**Study material**
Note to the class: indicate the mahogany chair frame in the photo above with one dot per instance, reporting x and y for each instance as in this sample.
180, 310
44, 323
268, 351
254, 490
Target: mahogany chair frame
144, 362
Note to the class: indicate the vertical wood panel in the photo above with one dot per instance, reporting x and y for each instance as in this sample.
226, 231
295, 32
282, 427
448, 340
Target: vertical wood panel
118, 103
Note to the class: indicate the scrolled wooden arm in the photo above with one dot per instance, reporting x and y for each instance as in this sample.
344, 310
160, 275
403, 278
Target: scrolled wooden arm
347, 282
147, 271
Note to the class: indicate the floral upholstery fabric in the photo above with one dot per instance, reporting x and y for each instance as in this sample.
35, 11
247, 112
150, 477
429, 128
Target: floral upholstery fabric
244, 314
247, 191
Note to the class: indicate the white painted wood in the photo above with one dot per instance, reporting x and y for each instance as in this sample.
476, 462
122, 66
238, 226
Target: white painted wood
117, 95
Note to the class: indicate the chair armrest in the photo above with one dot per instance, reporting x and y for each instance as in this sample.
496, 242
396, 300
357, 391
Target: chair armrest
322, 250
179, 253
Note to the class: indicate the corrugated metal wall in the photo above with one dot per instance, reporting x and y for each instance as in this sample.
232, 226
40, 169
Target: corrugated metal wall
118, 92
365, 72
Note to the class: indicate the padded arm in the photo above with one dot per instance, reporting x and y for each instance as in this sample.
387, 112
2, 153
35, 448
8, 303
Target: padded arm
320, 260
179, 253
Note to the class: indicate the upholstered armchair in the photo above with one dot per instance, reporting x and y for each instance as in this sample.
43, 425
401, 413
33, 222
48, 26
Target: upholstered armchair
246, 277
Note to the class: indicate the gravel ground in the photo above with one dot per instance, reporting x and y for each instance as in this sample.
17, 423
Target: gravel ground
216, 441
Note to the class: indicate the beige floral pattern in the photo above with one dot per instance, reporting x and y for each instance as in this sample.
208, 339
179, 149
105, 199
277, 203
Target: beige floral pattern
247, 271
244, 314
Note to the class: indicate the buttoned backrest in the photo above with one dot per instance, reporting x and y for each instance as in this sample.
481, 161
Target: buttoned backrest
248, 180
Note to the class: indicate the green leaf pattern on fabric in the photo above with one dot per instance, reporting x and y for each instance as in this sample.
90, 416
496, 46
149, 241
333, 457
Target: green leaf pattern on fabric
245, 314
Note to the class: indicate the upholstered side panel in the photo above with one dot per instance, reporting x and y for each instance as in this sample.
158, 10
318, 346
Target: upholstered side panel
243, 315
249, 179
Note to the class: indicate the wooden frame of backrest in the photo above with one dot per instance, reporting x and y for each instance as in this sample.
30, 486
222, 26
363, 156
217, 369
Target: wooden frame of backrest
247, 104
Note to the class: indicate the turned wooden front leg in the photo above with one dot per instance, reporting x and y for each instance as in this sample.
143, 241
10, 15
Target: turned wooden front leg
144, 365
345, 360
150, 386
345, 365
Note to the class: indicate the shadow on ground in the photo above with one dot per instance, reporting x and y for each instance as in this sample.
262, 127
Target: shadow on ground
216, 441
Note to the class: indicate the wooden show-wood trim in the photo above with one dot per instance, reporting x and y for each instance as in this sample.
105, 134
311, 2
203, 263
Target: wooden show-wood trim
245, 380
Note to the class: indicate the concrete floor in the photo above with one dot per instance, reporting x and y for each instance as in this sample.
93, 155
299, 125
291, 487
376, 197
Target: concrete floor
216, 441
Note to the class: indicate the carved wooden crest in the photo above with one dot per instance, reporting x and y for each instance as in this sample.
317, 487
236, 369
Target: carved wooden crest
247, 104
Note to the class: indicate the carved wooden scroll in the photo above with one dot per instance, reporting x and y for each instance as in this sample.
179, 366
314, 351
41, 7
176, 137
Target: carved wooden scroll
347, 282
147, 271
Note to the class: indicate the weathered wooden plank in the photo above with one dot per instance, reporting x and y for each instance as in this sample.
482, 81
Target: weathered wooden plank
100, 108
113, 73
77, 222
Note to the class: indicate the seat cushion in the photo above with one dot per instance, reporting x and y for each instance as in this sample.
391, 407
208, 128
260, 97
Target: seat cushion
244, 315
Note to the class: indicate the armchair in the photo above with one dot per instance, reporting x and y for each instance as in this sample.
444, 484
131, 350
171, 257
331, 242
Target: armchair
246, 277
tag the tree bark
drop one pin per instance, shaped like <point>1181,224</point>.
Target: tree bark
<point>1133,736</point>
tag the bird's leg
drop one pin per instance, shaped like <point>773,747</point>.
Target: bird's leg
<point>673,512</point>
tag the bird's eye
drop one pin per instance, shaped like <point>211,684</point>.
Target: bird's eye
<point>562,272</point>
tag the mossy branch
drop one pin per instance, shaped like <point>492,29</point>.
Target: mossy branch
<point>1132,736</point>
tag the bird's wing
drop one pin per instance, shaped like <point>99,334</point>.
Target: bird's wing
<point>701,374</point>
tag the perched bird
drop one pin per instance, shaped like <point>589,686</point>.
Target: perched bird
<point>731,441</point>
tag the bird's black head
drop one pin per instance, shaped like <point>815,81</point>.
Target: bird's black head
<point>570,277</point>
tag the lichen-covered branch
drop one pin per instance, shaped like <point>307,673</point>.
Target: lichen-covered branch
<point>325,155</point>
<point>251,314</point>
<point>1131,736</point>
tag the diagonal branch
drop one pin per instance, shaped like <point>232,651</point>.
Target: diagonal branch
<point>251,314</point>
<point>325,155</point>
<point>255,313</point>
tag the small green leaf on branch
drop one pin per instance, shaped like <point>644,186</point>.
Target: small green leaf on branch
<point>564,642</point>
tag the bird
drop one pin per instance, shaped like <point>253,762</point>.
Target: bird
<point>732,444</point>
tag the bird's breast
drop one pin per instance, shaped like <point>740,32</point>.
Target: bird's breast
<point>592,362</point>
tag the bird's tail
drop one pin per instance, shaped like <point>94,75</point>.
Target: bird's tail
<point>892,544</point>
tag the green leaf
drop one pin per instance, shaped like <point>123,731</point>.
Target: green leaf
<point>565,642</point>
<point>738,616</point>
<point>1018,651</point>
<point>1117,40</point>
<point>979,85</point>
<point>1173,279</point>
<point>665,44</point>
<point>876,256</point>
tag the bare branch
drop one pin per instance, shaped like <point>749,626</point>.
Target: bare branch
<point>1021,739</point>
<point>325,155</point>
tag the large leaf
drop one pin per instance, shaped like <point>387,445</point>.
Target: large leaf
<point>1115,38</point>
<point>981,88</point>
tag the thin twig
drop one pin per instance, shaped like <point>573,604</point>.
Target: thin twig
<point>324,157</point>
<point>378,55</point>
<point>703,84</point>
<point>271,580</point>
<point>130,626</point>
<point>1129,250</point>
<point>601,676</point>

**How to complete this task**
Every line above should be duplicated exactly as it stands.

**Result of the exercise**
Note to the class: indicate the mahogany chair frame in the photo above with one dot per instance, reporting x and y for each instance as in this sample.
180, 310
44, 323
268, 351
254, 490
Target: mahogany chair frame
144, 362
Note to the class: indicate the vertical wood panel in the photo above with one dot per instance, reporting x and y for each instance as in this sample.
226, 231
295, 32
282, 427
448, 340
Target: vertical wood panel
118, 103
Note to the class: indicate the scrolled wooden arm in the photo above with one dot per instance, reporting x and y for each instance as in this sample.
344, 310
160, 275
403, 278
Target: scrolled wooden arm
347, 282
147, 271
Note to the class: indicate the floral upholstery fabric in the photo above with one dot per instance, reporting x and y for each instance as in this sample.
35, 11
247, 112
150, 477
429, 128
Target: floral upholstery fabric
244, 314
247, 191
Note to the class: indicate the white painted wood in the photo above with one dot per instance, reporting x and y for each instance as in this sample.
476, 462
122, 66
238, 226
Target: white painted wood
117, 95
Note to the class: indicate the chair armrest in the photo above with one dot per instance, reporting x and y for each instance as in this sample.
496, 242
396, 300
357, 391
Target: chair armrest
322, 250
179, 253
Note to the class: indicate the corrugated metal wall in the photo above with one dot per instance, reporting x and y for each instance as in this sample.
232, 226
40, 169
Target: corrugated metal wall
118, 92
365, 72
Note to the class: indicate the padded arm in the photo above with one dot per instance, reporting x and y for each instance as in this sample.
387, 112
2, 153
35, 448
8, 303
Target: padded arm
320, 260
179, 253
Note to the class: indicate the upholstered armchair in the photo above with one dot per instance, reporting x and y for each instance as in this sample.
43, 425
401, 413
33, 222
48, 26
Target: upholstered armchair
246, 277
Note to the class: indicate the gravel ground in the photo above with one dot per instance, reporting x and y for each instance as in this sample.
17, 423
Target: gravel ground
216, 441
Note to the class: indicate the beige floral pattern in the photo above with one dot per instance, reporting x and y for each instance as in this sample.
208, 339
179, 149
105, 199
277, 203
Target: beige floral pattern
247, 271
244, 314
Note to the class: indicate the buttoned backrest in the photo above with one dot per instance, reporting x and y for each instance as in this sample.
481, 161
Target: buttoned backrest
248, 180
Note to the class: indicate the green leaf pattern on fabric in the photo above with one dot per instance, reporting x and y for each instance as in this sample.
90, 416
496, 46
149, 241
333, 457
Target: green leaf pattern on fabric
245, 314
Note to the class: indicate the upholstered side panel in the photo above with one dot per instance, reporting x and y for each instance as in this sample.
158, 10
318, 346
Target: upholstered side panel
243, 315
249, 179
Note to the class: indicate the wooden frame of backrest in the photo above with one dot per instance, reporting x and y for each instance as in this sample.
30, 486
222, 26
363, 156
217, 369
Target: wooden frame of backrest
247, 104
Note to the class: indicate the turned wooden front leg in the photo above with one dot per instance, reporting x and y for each instance as in this sample.
143, 241
10, 15
Target: turned wooden front leg
144, 365
345, 360
150, 386
345, 365
Note to the class: indicate the shadow on ground in the photo above with one dot per instance, reporting x and y for each instance as in this sample.
262, 127
Target: shadow on ground
216, 441
Note to the class: indicate the wooden show-wood trim in the photo above with one dot per instance, reporting x and y for each instance as in this sample.
105, 134
311, 2
203, 263
Target: wooden show-wood trim
245, 380
Note to the class: indicate the concrete floor in the photo above with one dot per instance, reporting x and y for each instance as in this sample.
93, 155
299, 125
291, 487
376, 197
Target: concrete floor
216, 441
Note to the class: indicate the carved wooden crest in the photo above with one dot per instance, reporting x and y for each instance as in this sample.
317, 487
236, 369
Target: carved wooden crest
247, 104
Note to the class: indicate the carved wooden scroll in the photo above with one dot per instance, reporting x and y for each instance as in this sample.
179, 366
314, 351
41, 7
176, 137
Target: carved wooden scroll
347, 282
147, 271
Note to the class: indicate the weathered wooden plank in the photo above with one dot per instance, reporting x and y for each instance as in this sample.
482, 81
Target: weathered wooden plank
100, 108
113, 73
77, 222
Note to the class: indicate the seat cushion in the photo above with one dot per instance, reporting x and y for each instance as in this sample.
391, 407
208, 128
260, 97
Target: seat cushion
244, 315
Note to the class: indicate the armchair in the photo above with one dot per instance, reporting x and y for each instance as in this sample.
444, 484
131, 350
171, 257
331, 242
Target: armchair
246, 277
tag the tree bark
drop one pin per instance, shaped like <point>1181,224</point>.
Target: tree bark
<point>1133,736</point>
tag the bird's leg
drop one pin per instance, shaped like <point>773,747</point>.
Target: bird's leg
<point>673,512</point>
tag the bird's eye
drop one pin per instance, shaped like <point>211,684</point>.
Target: bird's eye
<point>562,272</point>
tag the mossy branch
drop one pin per instance, shaped like <point>492,29</point>.
Target: mossy branch
<point>1132,736</point>
tag the bird's wing
drop one pin per instance, shaped like <point>99,334</point>.
Target: bird's wing
<point>701,374</point>
tag the perched bird
drop one pin per instance, shaped like <point>589,686</point>.
Target: perched bird
<point>731,441</point>
tag the bird's black head
drop one pin per instance, shaped like <point>815,81</point>.
Target: bird's black head
<point>570,277</point>
tag the lichen-covered branch
drop one pin per instance, shaped like <point>307,673</point>.
Target: lichen-covered branch
<point>325,155</point>
<point>251,314</point>
<point>1131,736</point>
tag the diagonal branch
drop one pin per instance, shaped like <point>232,651</point>.
Target: diagonal branch
<point>251,314</point>
<point>325,155</point>
<point>255,313</point>
tag the small green leaf on branch
drop one pin per instance, shaped like <point>644,186</point>.
Target: small green leaf on branch
<point>564,642</point>
tag the bird
drop one pin per instance, shaped like <point>253,762</point>.
Target: bird
<point>732,444</point>
tag the bird's breast
drop one pin per instance, shaped like <point>740,32</point>.
Target: bird's breast
<point>592,362</point>
tag the bird's tail
drop one pin per instance, shaped like <point>94,75</point>.
Target: bird's tail
<point>892,544</point>
tag the green leaf
drop one pin per instance, shaped like <point>123,731</point>.
Target: green leaf
<point>565,642</point>
<point>738,616</point>
<point>1018,651</point>
<point>1117,40</point>
<point>979,85</point>
<point>1173,279</point>
<point>665,44</point>
<point>876,256</point>
tag the bare branch
drop one pin per instance, shaped like <point>749,626</point>.
Target: bare branch
<point>1021,739</point>
<point>325,155</point>
tag the large leaf
drop one pin per instance, shaped like <point>387,445</point>.
Target: large leaf
<point>1115,38</point>
<point>981,88</point>
tag the thin twig
drop one pin per instance, shaped like <point>573,604</point>.
Target: thin twig
<point>324,157</point>
<point>378,55</point>
<point>703,84</point>
<point>271,580</point>
<point>130,626</point>
<point>1129,250</point>
<point>601,676</point>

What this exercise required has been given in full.